(Passage)
Do Role-Playing Agents Practice What They Preach? Belief-Behavior Consistency in LLM-Based Simulations of Human Trust
As large language models (LLMs) are increasingly studied as role-playing agents to generate synthetic data for human behavioral research, ensuring that their outputs remain coherent with their assigned roles has become a critical concern. In this paper, we investigate how consistently LLMbased role-playing agents’ stated beliefs about the behavior of the people they are asked to role-play (“what they say”) correspond to their actual behavior during role-play (“how they act”). Specifically, we establish an evaluation framework to rigorously measure how well beliefs obtained by prompting the model can predict simulation outcomes in advance. Using an augmented version of the GENAGENTS persona bank and the Trust Game (a standard economic game used to quantify players’ trust and reciprocity), we introduce a belief-behavior consistency metric to systematically investigate how it is affected by factors such as: (1) the types of beliefs we elicit from LLMs, like expected outcomes of simulations versus task-relevant attributes of individual characters LLMs are asked to simulate; (2) when and how we present LLMs with relevant information about Trust Game; and (3) how far into the future we ask the model to forecast its actions. We also explore how feasible it is to impose a researcher’s own theoretical priors in the event that the originally elicited beliefs are misaligned with research objectives. Our results reveal systematic inconsistencies between LLMs’ stated (or imposed) beliefs and the outcomes of their role-playing simulation, at both an individual- and population-level. Specifically, we find that, even when models appear to encode plausible beliefs, they may fail to apply them in a consistent way. These findings highlight the need to identify how and when LLMs’ stated beliefs align with their simulated behavior, allowing researchers to use LLM-based agents appropriately in behavioral studies.

(Work order 1) In the abstract on role-playing agents and belief-behavior consistency, which economic game is used to measure trust and reciprocity?
(Work order 2) Continue the abstract on belief-behavior consistency in LLM role-playing agents from its final sentence.

(Study material)
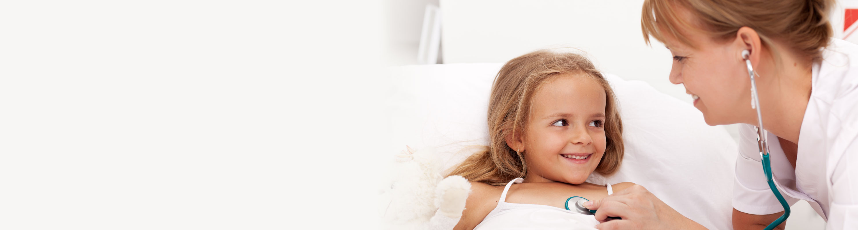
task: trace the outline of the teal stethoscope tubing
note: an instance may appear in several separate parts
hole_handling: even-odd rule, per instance
[[[767,141],[767,136],[765,135],[764,129],[763,129],[763,115],[759,112],[759,96],[757,94],[757,83],[754,80],[754,72],[753,67],[751,66],[750,51],[747,50],[742,50],[742,59],[745,59],[745,63],[747,66],[748,75],[751,76],[751,107],[757,109],[757,121],[758,126],[757,126],[757,147],[759,149],[759,156],[763,162],[763,173],[765,174],[766,182],[769,184],[769,188],[771,189],[771,192],[775,193],[775,197],[777,198],[777,201],[781,203],[783,206],[783,215],[775,220],[774,222],[769,224],[765,227],[764,230],[774,229],[783,221],[787,221],[789,217],[789,203],[787,203],[787,200],[783,198],[781,195],[781,192],[777,191],[777,186],[775,186],[775,180],[771,179],[771,162],[769,161],[769,144]]]

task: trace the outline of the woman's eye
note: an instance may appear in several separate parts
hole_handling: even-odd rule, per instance
[[[569,122],[566,121],[566,120],[558,120],[557,121],[554,121],[554,123],[551,125],[555,127],[565,127],[568,126]]]
[[[601,127],[602,125],[604,125],[604,122],[601,121],[599,121],[599,120],[590,121],[590,123],[589,123],[589,126],[595,127]]]

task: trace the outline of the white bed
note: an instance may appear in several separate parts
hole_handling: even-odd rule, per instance
[[[391,151],[434,148],[446,167],[460,162],[473,144],[487,144],[486,112],[492,81],[502,63],[412,65],[390,68]],[[691,104],[639,80],[606,74],[619,102],[626,152],[611,177],[631,181],[710,229],[732,229],[736,144],[722,127],[710,127]],[[761,172],[762,173],[762,172]],[[794,205],[789,229],[816,228],[819,218]]]

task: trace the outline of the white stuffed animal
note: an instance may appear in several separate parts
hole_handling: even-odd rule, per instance
[[[388,229],[450,230],[462,218],[471,184],[462,176],[444,178],[432,150],[410,147],[396,156],[390,186],[382,203]]]

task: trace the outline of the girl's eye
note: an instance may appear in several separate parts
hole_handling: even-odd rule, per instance
[[[558,120],[557,121],[554,121],[554,123],[551,125],[555,127],[565,127],[568,126],[569,122],[566,121],[566,120]]]
[[[589,126],[595,127],[601,127],[603,125],[604,125],[604,121],[599,121],[599,120],[590,121],[590,123],[589,123]]]

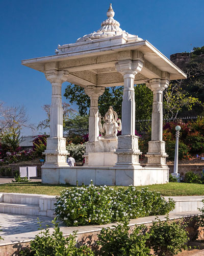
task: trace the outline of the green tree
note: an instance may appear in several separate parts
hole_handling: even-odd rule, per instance
[[[89,116],[75,115],[64,122],[64,131],[69,129],[85,129],[89,127]]]
[[[49,127],[50,105],[47,104],[44,105],[42,108],[45,111],[46,118],[39,123],[37,127],[38,130],[45,129]],[[65,102],[62,103],[62,108],[63,109],[63,126],[65,126],[65,122],[72,117],[73,114],[76,113],[76,111],[70,108],[69,104]]]
[[[194,47],[189,61],[181,62],[179,67],[187,74],[186,79],[173,81],[172,84],[182,89],[188,97],[197,99],[192,107],[184,105],[179,111],[181,115],[201,115],[204,103],[204,46]]]
[[[104,116],[110,105],[121,118],[123,87],[106,88],[104,93],[99,97],[98,109],[101,116]],[[152,93],[145,84],[135,87],[136,119],[150,118],[151,115]],[[90,107],[89,97],[85,94],[84,88],[69,84],[64,95],[70,103],[76,103],[81,115],[87,114]]]
[[[189,96],[189,93],[184,92],[179,83],[170,83],[164,92],[164,117],[175,119],[184,107],[190,111],[196,104],[201,104],[197,98]]]

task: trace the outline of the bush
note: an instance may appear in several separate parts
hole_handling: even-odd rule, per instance
[[[169,182],[177,182],[178,178],[176,178],[175,177],[172,176],[171,174],[169,177]]]
[[[204,137],[198,132],[190,133],[185,139],[185,143],[192,153],[200,154],[204,151]]]
[[[175,140],[168,141],[166,142],[166,152],[169,156],[169,159],[173,160],[175,154]],[[191,156],[189,152],[190,147],[181,141],[178,142],[178,159],[190,159]]]
[[[185,181],[187,183],[202,183],[202,179],[198,174],[196,174],[193,172],[188,172],[185,176]]]
[[[182,222],[168,223],[165,221],[154,221],[149,230],[149,245],[158,256],[173,256],[182,249],[187,249],[185,243],[189,240],[186,226]]]
[[[42,157],[42,153],[46,150],[47,146],[47,138],[48,135],[44,134],[38,135],[33,141],[33,150],[37,156]]]
[[[34,240],[31,240],[30,248],[20,251],[20,255],[49,255],[49,256],[73,256],[89,255],[94,254],[91,249],[86,246],[75,247],[76,232],[74,231],[73,235],[70,234],[65,238],[63,233],[58,227],[58,223],[56,218],[53,221],[54,231],[53,233],[49,233],[49,229],[42,231],[41,222],[40,227],[41,230],[39,234],[35,236]]]
[[[131,185],[116,190],[91,184],[62,190],[55,205],[60,220],[67,226],[78,226],[165,215],[174,209],[175,202],[170,198],[167,202],[160,193],[147,188],[137,190]]]
[[[14,176],[15,180],[12,180],[12,182],[29,182],[30,180],[27,177],[20,177],[19,174],[16,174]]]
[[[85,144],[75,145],[73,143],[70,143],[66,147],[66,149],[68,152],[72,152],[72,157],[74,158],[76,162],[83,161],[84,159],[83,155],[86,152]]]
[[[149,234],[146,232],[146,227],[135,226],[133,232],[129,234],[130,228],[128,222],[124,222],[114,229],[103,228],[98,235],[97,244],[101,246],[99,255],[104,256],[149,255],[150,249],[146,245]]]
[[[11,169],[9,167],[2,167],[0,168],[0,176],[11,176]]]

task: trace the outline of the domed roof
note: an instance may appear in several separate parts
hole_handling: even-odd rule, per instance
[[[119,22],[113,18],[115,12],[112,8],[111,4],[110,4],[109,9],[107,12],[107,15],[108,18],[103,22],[101,28],[97,32],[94,31],[93,33],[80,37],[76,42],[83,42],[89,39],[94,40],[119,35],[122,35],[124,37],[134,37],[135,38],[136,41],[143,40],[138,37],[137,35],[131,35],[120,28]]]

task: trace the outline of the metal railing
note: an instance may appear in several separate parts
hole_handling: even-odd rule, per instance
[[[82,137],[89,133],[89,129],[70,129],[63,133],[63,137],[70,141],[74,139],[76,137]]]
[[[174,121],[175,123],[182,122],[186,123],[189,121],[197,120],[198,118],[203,118],[204,117],[201,116],[185,116],[177,117],[175,119],[173,118],[164,118],[163,121],[164,123]],[[146,133],[151,128],[151,119],[136,120],[135,121],[135,129],[139,133]]]
[[[164,119],[164,123],[174,121],[176,123],[185,123],[189,121],[196,120],[198,117],[202,118],[203,116],[186,116],[183,117],[178,117],[176,119],[173,118]],[[148,132],[151,128],[151,119],[142,119],[137,120],[135,122],[135,129],[140,134],[144,134]],[[68,141],[75,139],[76,137],[82,138],[85,135],[89,133],[88,129],[70,129],[66,132],[64,132],[63,137],[66,138]],[[33,146],[33,141],[38,137],[38,135],[21,136],[20,138],[20,146],[31,147]]]

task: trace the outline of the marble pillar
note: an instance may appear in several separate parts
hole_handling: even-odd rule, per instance
[[[66,139],[63,138],[63,113],[62,106],[62,83],[66,81],[67,71],[56,69],[46,71],[45,75],[52,84],[52,95],[50,112],[50,137],[47,139],[45,155],[46,166],[66,166]]]
[[[99,136],[98,129],[98,98],[104,93],[105,87],[101,86],[88,86],[84,91],[90,100],[89,117],[89,142],[86,144],[85,165],[88,164],[88,153],[94,152],[95,142],[97,141]]]
[[[165,142],[163,141],[163,92],[168,87],[169,81],[166,79],[152,79],[146,86],[153,92],[153,105],[151,115],[151,137],[148,142],[147,166],[166,166],[168,155],[165,152]]]
[[[124,89],[122,103],[122,134],[118,136],[118,145],[116,166],[126,168],[141,168],[139,156],[142,154],[138,148],[138,137],[135,135],[135,102],[134,78],[141,71],[143,62],[140,60],[119,60],[116,64],[117,71],[124,78]]]

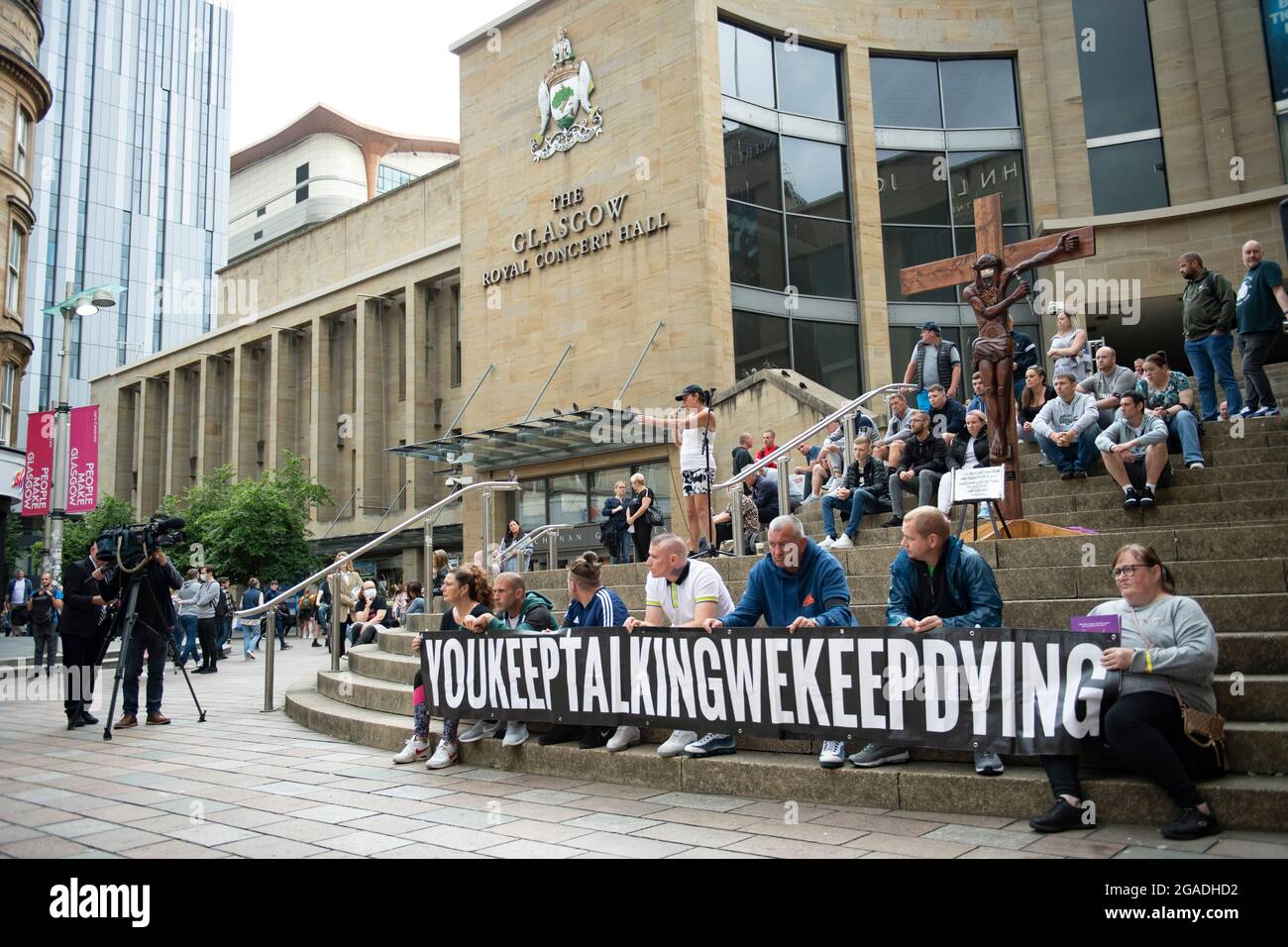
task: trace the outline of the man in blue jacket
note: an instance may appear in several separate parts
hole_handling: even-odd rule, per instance
[[[805,527],[793,515],[769,524],[769,555],[751,567],[747,589],[729,615],[707,618],[702,626],[751,627],[760,618],[769,627],[818,627],[854,625],[850,582],[845,567],[806,539]],[[824,769],[845,763],[845,743],[828,740],[818,758]]]
[[[903,518],[903,549],[890,564],[887,625],[917,634],[936,627],[1001,627],[1002,595],[993,569],[951,532],[948,517],[935,506],[918,506]],[[907,747],[876,743],[850,756],[857,767],[907,761]],[[999,776],[1002,758],[975,750],[975,772]]]

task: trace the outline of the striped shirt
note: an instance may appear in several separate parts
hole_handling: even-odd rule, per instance
[[[563,627],[621,627],[629,615],[622,597],[600,586],[590,604],[572,600],[564,613]]]

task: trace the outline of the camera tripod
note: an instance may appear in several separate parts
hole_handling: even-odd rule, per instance
[[[134,626],[139,620],[139,588],[144,584],[144,569],[151,560],[151,557],[144,558],[143,562],[139,563],[133,571],[125,567],[120,555],[117,555],[116,560],[121,571],[129,576],[129,586],[125,593],[125,606],[116,616],[116,621],[120,622],[121,626],[121,651],[120,657],[117,657],[116,661],[116,674],[112,678],[112,701],[107,707],[107,720],[103,725],[103,740],[112,738],[112,718],[116,715],[116,698],[121,689],[121,680],[125,678],[125,665],[130,660],[130,640],[134,636]],[[148,586],[148,595],[152,595],[152,602],[156,603],[156,595],[153,594],[151,586]],[[157,612],[161,612],[160,607],[157,607]],[[202,709],[201,701],[197,700],[197,692],[192,687],[192,678],[188,676],[188,669],[179,662],[179,651],[174,646],[174,635],[165,630],[160,634],[165,639],[166,657],[173,660],[175,667],[183,671],[183,680],[188,685],[188,693],[192,694],[192,702],[197,707],[197,723],[205,723],[206,711]],[[107,656],[107,648],[112,643],[113,636],[115,635],[108,631],[106,639],[103,640],[103,649],[98,656],[98,664],[103,664],[103,658]]]

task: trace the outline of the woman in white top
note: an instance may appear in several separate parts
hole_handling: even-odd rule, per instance
[[[988,417],[983,411],[966,415],[966,437],[948,447],[948,473],[939,478],[939,509],[945,517],[953,508],[953,477],[957,470],[988,466]]]
[[[684,410],[667,417],[640,415],[641,424],[662,425],[680,445],[680,493],[689,527],[689,555],[711,548],[711,483],[716,478],[716,416],[707,392],[688,385],[675,399]],[[696,548],[694,545],[696,544]]]
[[[1086,330],[1078,329],[1077,318],[1064,307],[1055,317],[1055,329],[1056,334],[1051,336],[1051,348],[1047,349],[1047,358],[1055,363],[1055,374],[1068,371],[1078,381],[1082,381],[1091,374],[1092,366]]]

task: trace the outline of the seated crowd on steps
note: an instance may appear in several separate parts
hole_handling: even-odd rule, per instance
[[[867,439],[857,446],[862,452]],[[867,461],[875,460],[871,455]],[[858,465],[857,465],[858,466]],[[855,487],[858,488],[858,487]],[[914,633],[939,627],[998,627],[1002,597],[992,567],[978,551],[951,535],[948,518],[935,506],[911,510],[900,524],[900,551],[890,566],[886,624]],[[800,521],[784,514],[769,524],[769,551],[756,562],[737,603],[719,571],[688,555],[685,541],[674,533],[653,536],[645,581],[647,612],[643,621],[630,617],[622,598],[603,584],[601,563],[585,553],[568,566],[571,604],[555,621],[549,598],[526,589],[518,573],[501,573],[489,584],[477,567],[451,572],[443,584],[442,630],[482,633],[500,629],[556,631],[565,627],[702,627],[708,634],[764,622],[770,627],[853,626],[850,586],[845,568],[833,554],[805,536]],[[1217,643],[1212,622],[1199,604],[1176,594],[1168,567],[1149,546],[1124,545],[1113,559],[1119,598],[1096,606],[1091,615],[1115,615],[1122,621],[1122,646],[1108,648],[1101,665],[1122,673],[1122,696],[1105,714],[1110,751],[1126,768],[1159,785],[1179,809],[1179,817],[1160,831],[1168,839],[1197,839],[1220,831],[1216,814],[1197,782],[1220,776],[1225,761],[1218,749],[1203,749],[1186,734],[1180,707],[1216,713],[1212,688]],[[416,635],[419,652],[422,638]],[[430,755],[429,715],[424,680],[413,683],[415,727],[394,763],[425,760],[429,769],[459,761],[459,745],[501,736],[504,745],[519,746],[528,728],[519,722],[482,720],[464,734],[456,720],[443,722],[443,736]],[[732,729],[732,728],[730,728]],[[638,727],[613,728],[554,725],[542,746],[577,740],[582,749],[607,747],[618,752],[640,742]],[[661,756],[703,759],[737,752],[729,733],[676,731],[657,747]],[[1003,772],[1002,759],[975,750],[980,776]],[[873,768],[905,763],[908,747],[868,745],[853,754],[840,741],[824,741],[819,765]],[[1059,832],[1094,825],[1094,810],[1083,807],[1077,756],[1045,756],[1054,791],[1048,812],[1030,821],[1034,831]],[[1090,821],[1088,821],[1090,819]]]

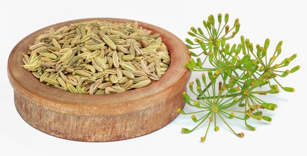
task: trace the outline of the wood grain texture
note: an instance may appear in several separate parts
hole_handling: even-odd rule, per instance
[[[43,28],[27,36],[13,49],[8,74],[14,90],[16,108],[34,127],[61,138],[87,142],[105,142],[141,136],[161,128],[183,108],[182,93],[191,71],[184,65],[189,56],[185,45],[170,32],[139,22],[139,25],[161,34],[171,58],[169,68],[158,81],[145,87],[108,95],[78,94],[59,90],[39,83],[21,66],[22,53],[28,51],[35,38],[51,27],[92,20],[116,22],[134,20],[88,18],[66,21]]]

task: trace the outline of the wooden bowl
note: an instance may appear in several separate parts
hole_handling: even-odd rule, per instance
[[[21,117],[34,128],[57,137],[86,142],[121,140],[145,135],[172,121],[185,102],[182,92],[191,72],[184,63],[189,56],[185,45],[173,34],[146,23],[139,26],[161,34],[167,46],[171,63],[160,80],[146,87],[107,95],[72,93],[48,86],[24,68],[23,53],[35,37],[51,27],[92,20],[115,22],[134,20],[91,18],[71,20],[38,30],[21,40],[13,49],[8,74],[14,89],[15,105]]]

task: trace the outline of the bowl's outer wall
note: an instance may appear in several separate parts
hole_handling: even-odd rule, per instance
[[[14,90],[16,109],[35,128],[61,138],[81,141],[104,142],[143,136],[165,126],[183,108],[182,92],[191,71],[184,65],[189,56],[185,45],[170,32],[139,22],[139,25],[161,34],[168,48],[171,64],[160,80],[147,86],[109,95],[73,94],[39,83],[25,70],[23,53],[35,38],[51,27],[92,20],[116,22],[134,20],[118,18],[82,19],[50,25],[29,35],[13,49],[8,63],[8,75]]]

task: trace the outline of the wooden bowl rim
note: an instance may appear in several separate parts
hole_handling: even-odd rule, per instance
[[[79,94],[61,91],[39,83],[31,72],[21,66],[22,53],[28,51],[35,38],[51,27],[58,29],[68,23],[99,20],[114,22],[136,20],[113,18],[84,18],[64,21],[37,30],[19,41],[12,49],[8,59],[8,74],[15,92],[23,94],[43,109],[68,114],[84,116],[120,115],[135,113],[165,102],[168,97],[179,93],[191,75],[184,65],[190,58],[185,44],[177,36],[158,27],[138,21],[139,25],[161,34],[167,46],[171,63],[159,81],[145,87],[123,93],[107,95]],[[120,109],[119,109],[120,108]]]

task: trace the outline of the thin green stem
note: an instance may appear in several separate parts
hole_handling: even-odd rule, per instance
[[[233,96],[239,96],[239,95],[243,95],[243,92],[240,92],[240,93],[234,93],[234,94],[230,94],[230,95],[221,95],[221,97],[223,98],[223,97],[233,97]],[[212,98],[215,98],[214,96],[207,96],[207,98],[208,99],[212,99]]]
[[[222,117],[222,116],[221,115],[221,114],[220,114],[220,113],[217,112],[217,114],[218,115],[218,116],[220,116],[220,117],[221,117],[221,118],[222,119],[222,120],[223,120],[223,121],[224,121],[224,122],[227,125],[227,126],[228,127],[228,128],[229,128],[229,129],[230,129],[230,130],[231,130],[231,131],[232,131],[232,132],[236,135],[237,135],[237,134],[234,132],[234,131],[233,131],[232,129],[232,128],[231,128],[231,127],[230,127],[230,126],[229,126],[229,125],[228,125],[228,124],[227,123],[227,122],[226,122],[226,121],[225,121],[225,120],[224,119],[224,118]]]

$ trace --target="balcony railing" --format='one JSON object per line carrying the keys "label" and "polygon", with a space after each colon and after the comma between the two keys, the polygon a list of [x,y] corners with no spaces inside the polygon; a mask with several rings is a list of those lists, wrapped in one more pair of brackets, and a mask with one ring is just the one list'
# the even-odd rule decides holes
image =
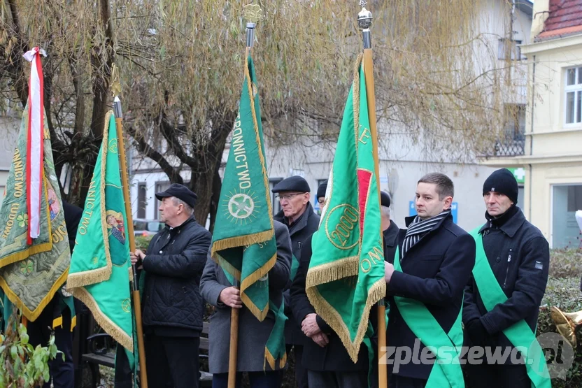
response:
{"label": "balcony railing", "polygon": [[524,131],[506,132],[505,136],[495,141],[492,150],[483,152],[485,157],[511,157],[525,155]]}

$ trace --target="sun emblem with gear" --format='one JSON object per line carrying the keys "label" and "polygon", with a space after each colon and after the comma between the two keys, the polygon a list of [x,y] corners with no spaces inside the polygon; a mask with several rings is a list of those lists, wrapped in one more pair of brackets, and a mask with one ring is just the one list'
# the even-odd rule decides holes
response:
{"label": "sun emblem with gear", "polygon": [[255,193],[230,192],[222,201],[225,215],[229,221],[234,224],[246,224],[253,222],[257,216],[255,212],[260,208],[257,205]]}

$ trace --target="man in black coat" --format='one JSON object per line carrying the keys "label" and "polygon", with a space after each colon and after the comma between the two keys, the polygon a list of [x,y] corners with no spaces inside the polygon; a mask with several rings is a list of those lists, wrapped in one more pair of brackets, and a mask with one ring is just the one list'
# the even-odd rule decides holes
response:
{"label": "man in black coat", "polygon": [[[311,237],[301,248],[301,261],[291,285],[291,310],[297,322],[313,331],[304,345],[302,361],[307,369],[309,386],[317,388],[360,388],[368,386],[368,352],[360,347],[357,362],[354,364],[341,340],[315,313],[305,292],[305,280],[311,261]],[[315,329],[315,330],[313,330]]]}
{"label": "man in black coat", "polygon": [[[450,204],[453,195],[453,182],[444,174],[432,173],[420,178],[416,186],[418,215],[406,219],[408,229],[400,231],[398,236],[402,271],[395,271],[391,263],[385,261],[387,294],[391,295],[387,333],[390,347],[406,348],[418,354],[428,350],[422,339],[420,345],[416,343],[419,338],[411,326],[429,325],[429,321],[405,321],[403,313],[406,312],[400,311],[395,296],[420,302],[440,326],[429,329],[460,333],[457,318],[462,306],[463,289],[475,262],[475,241],[453,222]],[[417,350],[413,350],[415,345]],[[395,354],[402,355],[399,352]],[[395,359],[397,359],[395,354],[390,355],[393,364],[390,387],[425,387],[436,356],[429,354],[433,357],[427,362],[415,362],[414,354],[404,360]],[[462,373],[460,376],[462,380]]]}
{"label": "man in black coat", "polygon": [[[69,236],[69,245],[72,254],[83,209],[64,200],[62,204],[66,233]],[[55,388],[73,388],[75,386],[73,331],[71,327],[72,317],[75,312],[73,303],[73,297],[71,294],[61,289],[55,294],[38,317],[28,324],[27,331],[29,336],[29,342],[31,345],[34,347],[37,345],[46,346],[51,334],[50,328],[52,327],[55,331],[55,344],[64,356],[64,360],[62,357],[57,356],[55,359],[49,361],[50,378],[44,383],[43,388],[50,388],[51,382]],[[60,324],[56,324],[55,322],[59,322]]]}
{"label": "man in black coat", "polygon": [[398,233],[400,229],[396,222],[390,220],[390,196],[386,192],[380,192],[380,211],[382,213],[382,230],[384,239],[384,260],[394,262],[394,254],[398,246]]}
{"label": "man in black coat", "polygon": [[[474,273],[464,292],[465,344],[501,347],[505,352],[513,346],[503,330],[523,319],[535,333],[548,282],[550,251],[544,235],[516,206],[518,183],[511,171],[502,168],[493,172],[483,184],[483,195],[487,222],[479,235],[487,261],[508,299],[488,311],[474,279],[479,274]],[[481,365],[467,364],[471,387],[530,387],[523,357],[514,357],[515,364],[509,357],[499,364],[488,364],[486,361]]]}
{"label": "man in black coat", "polygon": [[198,354],[204,302],[199,284],[212,238],[192,215],[197,195],[173,184],[157,193],[166,227],[132,264],[146,271],[143,323],[151,387],[198,387]]}
{"label": "man in black coat", "polygon": [[274,218],[282,222],[289,229],[291,236],[291,249],[293,257],[291,263],[291,276],[283,293],[285,297],[285,314],[288,319],[285,324],[285,342],[287,352],[294,349],[295,381],[299,388],[306,388],[307,374],[302,367],[301,359],[303,345],[308,339],[301,330],[301,326],[291,313],[289,287],[295,276],[301,260],[301,246],[306,239],[311,236],[319,227],[319,216],[313,212],[309,201],[311,189],[307,181],[300,176],[292,176],[277,183],[271,190],[277,193],[282,210]]}

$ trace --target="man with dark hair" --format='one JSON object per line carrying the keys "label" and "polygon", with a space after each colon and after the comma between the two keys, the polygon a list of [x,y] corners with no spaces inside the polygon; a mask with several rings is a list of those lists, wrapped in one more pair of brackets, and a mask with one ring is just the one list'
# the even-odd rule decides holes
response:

(Answer space 1) The Trust Game.

(Answer space 2)
We illustrate our general framework with a Trust Game case study (Berg et al., 1995), a standard benchmark for LLM role-playing biases (Wei et al., 2024; Xie et al., 2024). The Trust Game offers quantifies interpersonal trust as the amount of money the first player (the Trustor) chooses to send to the second player (the Trustee). We elicit the model’s beliefs about how individuals with specific personas or populations with shared characteristics would act, then have the model role-play as the Trustor, allowing direct comparison of stated beliefs with actual behaviors. Our findings suggest systematic belief-behavior inconsistencies: explicit task context during belief elicitation does not appear to improve consistency, selfconditioning enhances alignment in some models while imposed priors tend to undermine it, and individual-level forecasting accuracy tends to degrade over longer horizons.
We present a framework that elicits a model’s beliefs through targeted prompts to measure belief-behavior consistency in role-play simulations at two levels of analysis. First, at the population level, we quantify consistency by computing the correlation between persona attributes and simulated statistical behaviors aggregated across all simulated participants. Second, at the individual level, we test an LLM’s capacity to predict the future actions of a specific simulated member of the population. In both cases, we test whether querying the model’s own expectations can flag misaligned beliefs before they lead to errors in large-scale synthetic data. We also examine three design choices: how much background context we give the model when eliciting beliefs, which outcomes we ask it to predict, and how far into the future we ask it to forecast its actions—and how each choice affects belief-behavior consistency
Limits of in-context conditioning for controllability. While self-conditioning improves consistency in some Llama models, imposed priors tend to undermine it across architectures. This suggests a potential limitation: in-context prompting may struggle to override entrenched model priors, which could limit researchers’ ability to test alternative theories or correct biases. Future work might explore knowledge editing (Wang et al., 2023a; Orgad et al., 2024) or inference-time steering (Li et al., 2023; Lamb et al., 2024; Minder et al., 2025) for more robust belief control.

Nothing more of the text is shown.